------ Given records ------

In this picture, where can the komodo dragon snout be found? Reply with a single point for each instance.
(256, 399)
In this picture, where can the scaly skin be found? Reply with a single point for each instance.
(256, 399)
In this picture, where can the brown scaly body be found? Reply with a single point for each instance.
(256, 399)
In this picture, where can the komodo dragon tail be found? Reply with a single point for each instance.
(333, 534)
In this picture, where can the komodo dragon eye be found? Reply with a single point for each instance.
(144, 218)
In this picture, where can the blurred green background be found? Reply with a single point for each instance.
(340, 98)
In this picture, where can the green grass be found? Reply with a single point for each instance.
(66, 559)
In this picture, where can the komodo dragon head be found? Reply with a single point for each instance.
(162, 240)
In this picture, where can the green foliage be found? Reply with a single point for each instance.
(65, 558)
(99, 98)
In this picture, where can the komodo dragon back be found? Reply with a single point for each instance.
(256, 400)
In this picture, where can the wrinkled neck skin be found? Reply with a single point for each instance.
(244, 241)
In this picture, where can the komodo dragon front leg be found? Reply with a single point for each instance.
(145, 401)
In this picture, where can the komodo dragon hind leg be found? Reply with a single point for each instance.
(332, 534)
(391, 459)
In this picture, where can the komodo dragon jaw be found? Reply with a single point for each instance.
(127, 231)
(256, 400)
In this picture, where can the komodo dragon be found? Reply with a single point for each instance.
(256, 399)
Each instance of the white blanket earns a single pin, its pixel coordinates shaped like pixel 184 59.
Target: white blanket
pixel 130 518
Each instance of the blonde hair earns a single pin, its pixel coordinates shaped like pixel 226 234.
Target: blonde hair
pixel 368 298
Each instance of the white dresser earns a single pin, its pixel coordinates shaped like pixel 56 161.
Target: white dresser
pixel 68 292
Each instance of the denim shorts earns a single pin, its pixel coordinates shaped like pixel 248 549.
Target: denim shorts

------

Activity - Your reply should hold all the lines from the listing above in which "shorts" appears.

Result for this exercise -
Each instance of the denim shorts earns a single pin, its pixel coordinates shaped like pixel 248 549.
Target: denim shorts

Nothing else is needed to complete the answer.